*SOURCE DOCUMENT*
I’m an abstract artist. I work primarily with acrylic on paper, wood, and canvas. My art is organic and responsive and I personally derive a great deal of healing from it. My themes all start and come back to our human connection to the universe and the disconnect between our physicality, our existence as sensual beings, and our humanist tendencies. My pieces hang in private collections, grace gallery walls, show up at public art installations and spill out of dozens of sketchbooks all over my house. I draw on anything, everywhere, all the time, because making art is my first language.

But, let me ask you: have you ever considered the contronym nature of the word abstract? It is, at once, a distortion and a synopsis: something that tells you everything, or confuses you completely. That, in a nutshell, is exactly what my work is supposed to do. If you know what you are looking for, you’ll find it in my work. Or, you can keep looking at it and see if you can learn something about yourself in the process.

To be perfectly honest, my work has always been about the same thing. But, it’s taken me a long time to recognize what that is. I could tell you all about it. Or, you can tell me what you see in it. In truth, my telling you what I see in it, or where I derive meaning from it, is absolutely and completely irrelevant. It won’t do anything for you to know this. What is much more significant is what you take from it and that’s where we’ll leave this diatribe. With you and your take away.

*GOAL*
List every place where, according to the artist's statement, the pieces can be found.

*A block of data*
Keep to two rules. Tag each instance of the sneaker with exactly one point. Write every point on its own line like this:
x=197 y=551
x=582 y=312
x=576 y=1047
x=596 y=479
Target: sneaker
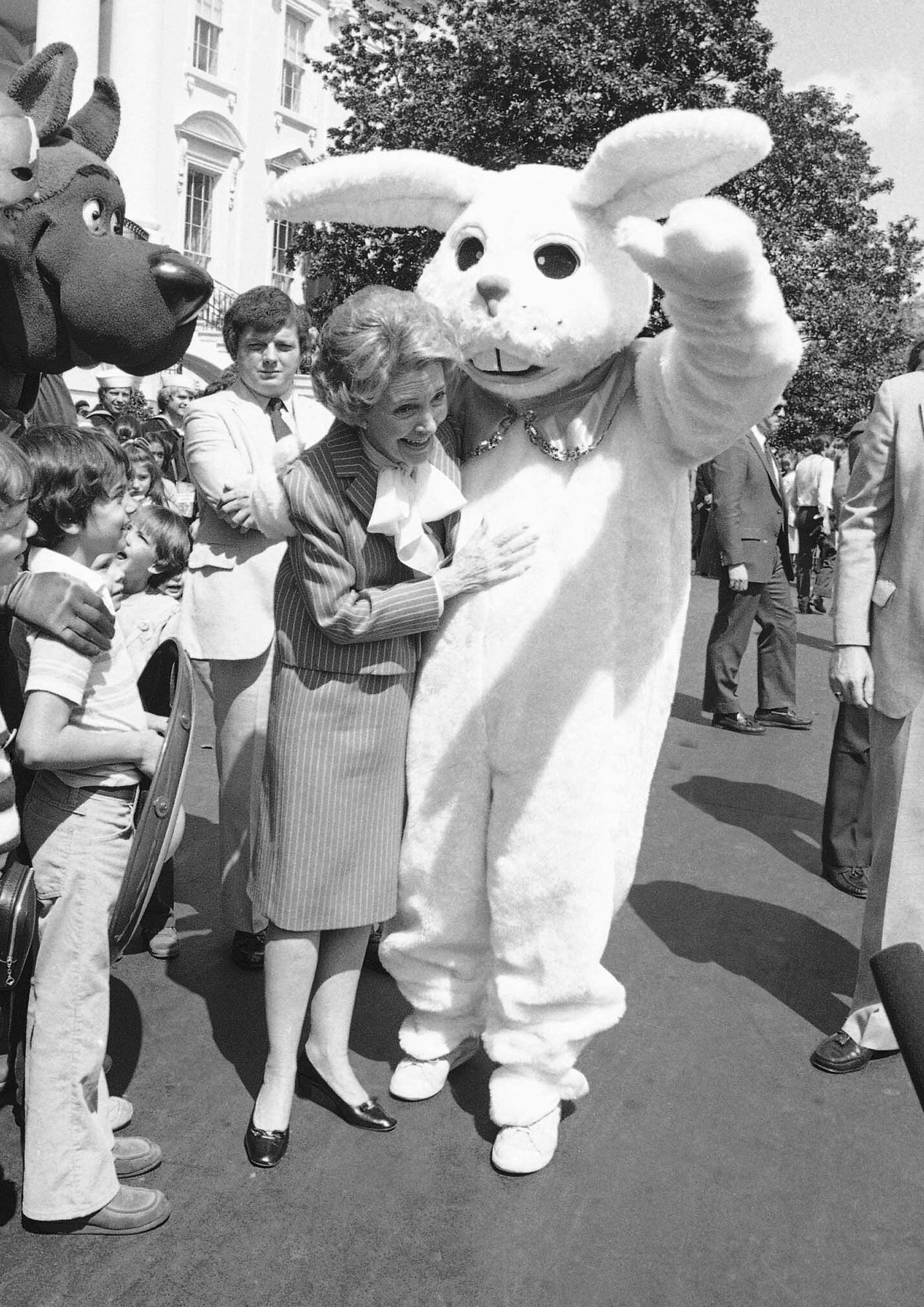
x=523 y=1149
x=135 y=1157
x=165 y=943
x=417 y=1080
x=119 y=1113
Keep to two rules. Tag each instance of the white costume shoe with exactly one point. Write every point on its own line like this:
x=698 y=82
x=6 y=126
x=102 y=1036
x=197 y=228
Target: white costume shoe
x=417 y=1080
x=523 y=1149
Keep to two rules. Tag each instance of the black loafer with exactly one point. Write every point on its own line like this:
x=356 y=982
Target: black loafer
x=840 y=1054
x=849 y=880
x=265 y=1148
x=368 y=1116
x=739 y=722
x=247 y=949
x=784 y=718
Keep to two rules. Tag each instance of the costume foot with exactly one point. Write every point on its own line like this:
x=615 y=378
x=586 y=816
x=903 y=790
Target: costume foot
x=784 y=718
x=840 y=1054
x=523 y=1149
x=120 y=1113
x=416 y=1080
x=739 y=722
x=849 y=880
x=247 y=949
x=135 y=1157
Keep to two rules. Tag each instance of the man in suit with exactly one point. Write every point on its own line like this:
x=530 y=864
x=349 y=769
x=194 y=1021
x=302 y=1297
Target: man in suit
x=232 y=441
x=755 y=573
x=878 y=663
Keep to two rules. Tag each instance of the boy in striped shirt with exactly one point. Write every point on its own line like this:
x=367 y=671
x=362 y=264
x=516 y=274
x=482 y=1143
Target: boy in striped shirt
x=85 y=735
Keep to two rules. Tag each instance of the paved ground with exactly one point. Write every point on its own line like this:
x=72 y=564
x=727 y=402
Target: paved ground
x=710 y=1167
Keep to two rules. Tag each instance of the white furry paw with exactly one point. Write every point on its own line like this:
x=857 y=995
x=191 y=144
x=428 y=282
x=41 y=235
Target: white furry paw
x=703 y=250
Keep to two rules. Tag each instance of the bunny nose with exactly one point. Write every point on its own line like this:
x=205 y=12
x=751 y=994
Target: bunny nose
--
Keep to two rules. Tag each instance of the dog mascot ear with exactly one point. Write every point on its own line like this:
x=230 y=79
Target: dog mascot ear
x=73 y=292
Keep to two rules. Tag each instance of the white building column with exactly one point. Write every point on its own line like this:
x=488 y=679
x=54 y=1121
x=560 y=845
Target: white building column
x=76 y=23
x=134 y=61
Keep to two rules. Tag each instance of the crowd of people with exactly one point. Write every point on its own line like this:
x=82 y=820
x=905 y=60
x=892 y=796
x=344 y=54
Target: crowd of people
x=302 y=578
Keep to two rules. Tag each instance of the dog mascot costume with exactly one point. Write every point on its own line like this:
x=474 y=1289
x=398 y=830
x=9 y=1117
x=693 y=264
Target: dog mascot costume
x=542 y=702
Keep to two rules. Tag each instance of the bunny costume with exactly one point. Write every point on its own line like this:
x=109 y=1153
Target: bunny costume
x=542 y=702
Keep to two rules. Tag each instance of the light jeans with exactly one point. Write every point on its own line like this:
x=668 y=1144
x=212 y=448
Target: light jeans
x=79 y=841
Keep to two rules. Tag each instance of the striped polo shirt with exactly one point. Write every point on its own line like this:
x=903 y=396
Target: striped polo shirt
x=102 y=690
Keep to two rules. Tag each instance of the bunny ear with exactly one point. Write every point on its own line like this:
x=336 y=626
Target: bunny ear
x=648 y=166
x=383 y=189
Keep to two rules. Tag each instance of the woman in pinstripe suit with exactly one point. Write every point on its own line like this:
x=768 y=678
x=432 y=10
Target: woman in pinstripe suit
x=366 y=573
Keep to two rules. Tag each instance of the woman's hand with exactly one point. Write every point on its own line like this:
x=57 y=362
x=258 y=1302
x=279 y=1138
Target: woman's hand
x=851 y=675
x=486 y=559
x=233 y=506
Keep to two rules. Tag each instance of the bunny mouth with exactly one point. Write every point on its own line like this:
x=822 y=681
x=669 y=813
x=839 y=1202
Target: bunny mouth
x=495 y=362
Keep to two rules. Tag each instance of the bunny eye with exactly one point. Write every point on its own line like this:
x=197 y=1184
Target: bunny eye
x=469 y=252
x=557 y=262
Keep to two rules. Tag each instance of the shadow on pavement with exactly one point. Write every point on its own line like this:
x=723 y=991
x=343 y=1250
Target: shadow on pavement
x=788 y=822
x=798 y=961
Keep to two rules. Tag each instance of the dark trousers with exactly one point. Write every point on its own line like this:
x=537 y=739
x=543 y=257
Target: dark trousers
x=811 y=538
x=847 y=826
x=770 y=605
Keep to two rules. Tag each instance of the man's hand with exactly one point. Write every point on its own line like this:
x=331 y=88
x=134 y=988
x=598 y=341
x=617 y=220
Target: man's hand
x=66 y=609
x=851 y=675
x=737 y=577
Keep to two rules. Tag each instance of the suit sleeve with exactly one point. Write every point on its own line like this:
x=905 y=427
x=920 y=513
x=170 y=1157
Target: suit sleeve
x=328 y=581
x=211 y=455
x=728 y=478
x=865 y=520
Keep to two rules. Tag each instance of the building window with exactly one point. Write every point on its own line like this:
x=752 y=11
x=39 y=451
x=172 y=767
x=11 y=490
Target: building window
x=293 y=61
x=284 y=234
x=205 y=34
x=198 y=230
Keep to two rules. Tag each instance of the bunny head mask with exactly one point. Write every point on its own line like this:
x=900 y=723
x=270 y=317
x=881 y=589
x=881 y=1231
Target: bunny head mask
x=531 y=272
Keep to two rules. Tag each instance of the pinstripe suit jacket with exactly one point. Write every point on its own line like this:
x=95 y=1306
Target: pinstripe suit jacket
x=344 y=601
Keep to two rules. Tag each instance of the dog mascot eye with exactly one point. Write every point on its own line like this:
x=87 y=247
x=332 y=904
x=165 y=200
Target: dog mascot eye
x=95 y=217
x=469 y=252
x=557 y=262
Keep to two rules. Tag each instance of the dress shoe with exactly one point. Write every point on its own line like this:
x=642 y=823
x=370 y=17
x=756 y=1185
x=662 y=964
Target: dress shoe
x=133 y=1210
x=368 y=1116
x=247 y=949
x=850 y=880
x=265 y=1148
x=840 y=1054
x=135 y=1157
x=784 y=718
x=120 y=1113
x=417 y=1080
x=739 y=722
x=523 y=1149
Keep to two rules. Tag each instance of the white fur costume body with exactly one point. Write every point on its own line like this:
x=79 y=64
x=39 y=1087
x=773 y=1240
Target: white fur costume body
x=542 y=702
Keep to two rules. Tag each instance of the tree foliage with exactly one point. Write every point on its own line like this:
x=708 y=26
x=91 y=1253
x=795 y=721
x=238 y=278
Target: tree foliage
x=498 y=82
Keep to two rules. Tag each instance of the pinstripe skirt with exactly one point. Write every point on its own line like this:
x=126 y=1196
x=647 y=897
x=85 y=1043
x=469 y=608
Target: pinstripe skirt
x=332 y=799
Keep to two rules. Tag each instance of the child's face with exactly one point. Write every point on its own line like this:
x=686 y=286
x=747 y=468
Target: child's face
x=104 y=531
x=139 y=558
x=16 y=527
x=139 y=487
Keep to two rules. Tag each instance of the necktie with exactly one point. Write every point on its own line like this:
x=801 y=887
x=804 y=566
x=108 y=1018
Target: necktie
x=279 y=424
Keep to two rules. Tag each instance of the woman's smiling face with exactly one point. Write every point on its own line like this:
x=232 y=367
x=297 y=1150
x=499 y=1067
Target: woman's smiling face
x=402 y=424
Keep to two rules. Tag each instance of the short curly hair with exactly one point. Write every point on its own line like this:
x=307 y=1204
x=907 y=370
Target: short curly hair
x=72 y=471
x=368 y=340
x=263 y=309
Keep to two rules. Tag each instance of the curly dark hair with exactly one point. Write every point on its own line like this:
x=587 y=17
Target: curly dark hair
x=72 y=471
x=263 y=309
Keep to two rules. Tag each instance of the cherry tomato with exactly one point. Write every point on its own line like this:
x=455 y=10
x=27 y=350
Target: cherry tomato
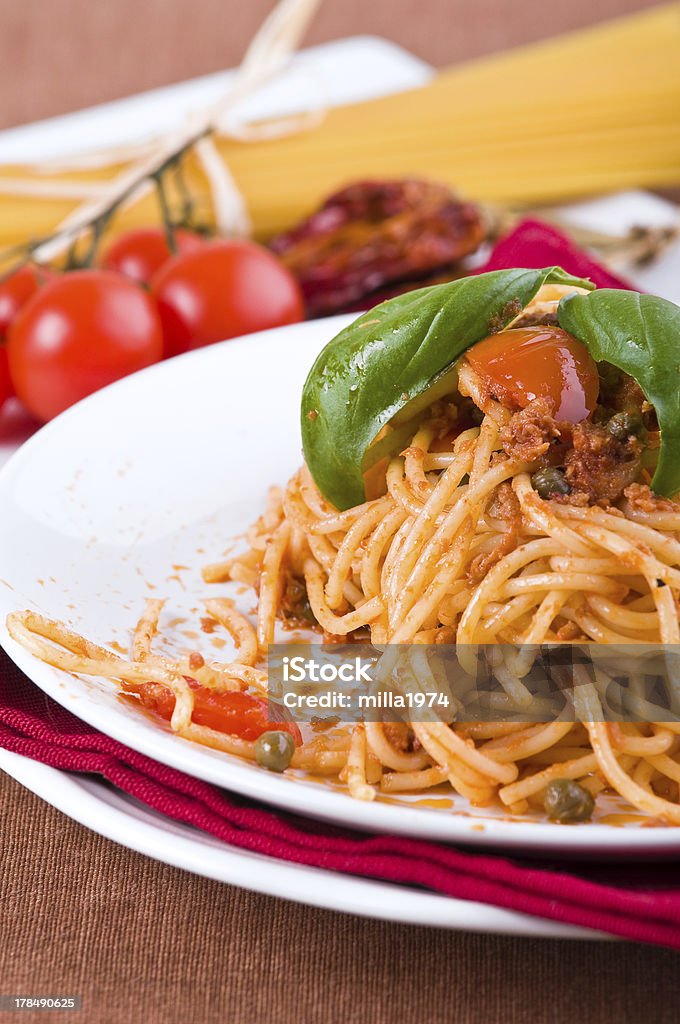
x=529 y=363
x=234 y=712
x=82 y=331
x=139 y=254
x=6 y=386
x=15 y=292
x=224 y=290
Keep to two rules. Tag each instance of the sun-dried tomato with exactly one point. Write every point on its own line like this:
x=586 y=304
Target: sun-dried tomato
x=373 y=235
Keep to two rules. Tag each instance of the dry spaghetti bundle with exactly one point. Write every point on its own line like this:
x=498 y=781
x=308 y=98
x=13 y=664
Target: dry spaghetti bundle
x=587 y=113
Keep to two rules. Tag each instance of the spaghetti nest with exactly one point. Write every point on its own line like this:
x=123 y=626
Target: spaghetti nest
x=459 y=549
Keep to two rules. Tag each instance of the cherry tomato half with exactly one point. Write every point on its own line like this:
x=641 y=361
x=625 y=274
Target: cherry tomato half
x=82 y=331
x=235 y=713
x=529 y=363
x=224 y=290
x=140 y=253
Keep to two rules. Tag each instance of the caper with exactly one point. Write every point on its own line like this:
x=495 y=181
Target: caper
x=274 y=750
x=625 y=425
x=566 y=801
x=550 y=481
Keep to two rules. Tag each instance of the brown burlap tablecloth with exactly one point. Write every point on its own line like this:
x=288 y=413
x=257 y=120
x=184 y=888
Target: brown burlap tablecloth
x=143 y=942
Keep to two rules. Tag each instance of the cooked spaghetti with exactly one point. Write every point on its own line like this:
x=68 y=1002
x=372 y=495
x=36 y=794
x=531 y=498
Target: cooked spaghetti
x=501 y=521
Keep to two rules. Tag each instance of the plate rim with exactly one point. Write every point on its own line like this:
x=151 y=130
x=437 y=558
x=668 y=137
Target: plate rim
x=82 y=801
---
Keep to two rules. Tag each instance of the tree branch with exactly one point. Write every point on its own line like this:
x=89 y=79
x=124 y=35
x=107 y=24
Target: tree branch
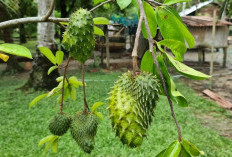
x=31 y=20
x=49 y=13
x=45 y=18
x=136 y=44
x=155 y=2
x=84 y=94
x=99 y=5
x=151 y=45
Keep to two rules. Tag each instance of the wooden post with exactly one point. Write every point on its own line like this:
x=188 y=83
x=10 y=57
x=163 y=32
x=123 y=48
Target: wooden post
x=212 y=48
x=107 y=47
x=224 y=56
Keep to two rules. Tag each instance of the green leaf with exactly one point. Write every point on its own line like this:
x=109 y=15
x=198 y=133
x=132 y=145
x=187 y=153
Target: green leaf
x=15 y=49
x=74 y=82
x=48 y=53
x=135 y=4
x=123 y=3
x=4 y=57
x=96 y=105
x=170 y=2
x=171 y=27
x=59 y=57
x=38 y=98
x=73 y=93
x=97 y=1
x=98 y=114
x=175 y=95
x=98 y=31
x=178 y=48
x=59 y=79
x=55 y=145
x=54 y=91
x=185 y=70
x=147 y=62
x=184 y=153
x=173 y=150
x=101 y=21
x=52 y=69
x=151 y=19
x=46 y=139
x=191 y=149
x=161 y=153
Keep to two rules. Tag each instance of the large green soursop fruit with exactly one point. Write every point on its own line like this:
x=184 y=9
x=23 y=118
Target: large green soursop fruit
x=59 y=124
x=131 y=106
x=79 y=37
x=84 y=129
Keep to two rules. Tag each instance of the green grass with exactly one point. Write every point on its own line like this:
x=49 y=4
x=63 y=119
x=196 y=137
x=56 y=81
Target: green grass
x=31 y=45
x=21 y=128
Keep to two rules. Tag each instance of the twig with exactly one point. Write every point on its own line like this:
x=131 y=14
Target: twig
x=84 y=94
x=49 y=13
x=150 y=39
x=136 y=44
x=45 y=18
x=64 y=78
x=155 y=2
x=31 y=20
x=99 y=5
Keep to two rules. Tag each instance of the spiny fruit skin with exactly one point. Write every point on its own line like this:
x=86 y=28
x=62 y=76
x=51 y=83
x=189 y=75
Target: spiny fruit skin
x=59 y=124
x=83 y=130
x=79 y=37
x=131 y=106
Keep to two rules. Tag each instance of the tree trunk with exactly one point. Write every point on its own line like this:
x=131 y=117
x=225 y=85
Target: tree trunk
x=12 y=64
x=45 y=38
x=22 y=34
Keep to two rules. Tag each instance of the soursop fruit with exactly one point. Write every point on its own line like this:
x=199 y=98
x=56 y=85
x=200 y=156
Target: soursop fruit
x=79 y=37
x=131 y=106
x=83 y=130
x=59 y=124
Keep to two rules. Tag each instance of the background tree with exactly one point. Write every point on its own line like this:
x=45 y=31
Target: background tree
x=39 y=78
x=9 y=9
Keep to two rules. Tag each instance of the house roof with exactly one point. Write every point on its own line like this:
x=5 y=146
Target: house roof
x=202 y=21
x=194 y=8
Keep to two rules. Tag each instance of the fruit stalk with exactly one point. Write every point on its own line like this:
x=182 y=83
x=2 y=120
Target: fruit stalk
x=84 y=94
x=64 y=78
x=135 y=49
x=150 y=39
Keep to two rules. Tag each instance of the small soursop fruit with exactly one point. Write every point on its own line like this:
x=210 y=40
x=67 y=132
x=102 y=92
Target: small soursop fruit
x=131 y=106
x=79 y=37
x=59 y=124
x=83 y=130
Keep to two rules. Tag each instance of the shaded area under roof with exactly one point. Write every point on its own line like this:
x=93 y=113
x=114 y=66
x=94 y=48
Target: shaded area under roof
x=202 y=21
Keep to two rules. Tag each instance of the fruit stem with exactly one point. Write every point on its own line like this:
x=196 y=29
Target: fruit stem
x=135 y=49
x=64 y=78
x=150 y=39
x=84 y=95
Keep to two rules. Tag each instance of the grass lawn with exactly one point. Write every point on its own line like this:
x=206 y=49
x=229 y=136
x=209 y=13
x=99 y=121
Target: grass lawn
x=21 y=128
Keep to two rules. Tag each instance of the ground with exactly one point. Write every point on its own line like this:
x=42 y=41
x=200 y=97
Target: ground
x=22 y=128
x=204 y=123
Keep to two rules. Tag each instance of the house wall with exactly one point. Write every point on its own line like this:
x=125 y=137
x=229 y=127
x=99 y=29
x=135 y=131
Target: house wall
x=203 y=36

*EXERCISE RESPONSE*
Private collections, gallery walls, public art installations, and dozens of sketchbooks throughout the artist's house.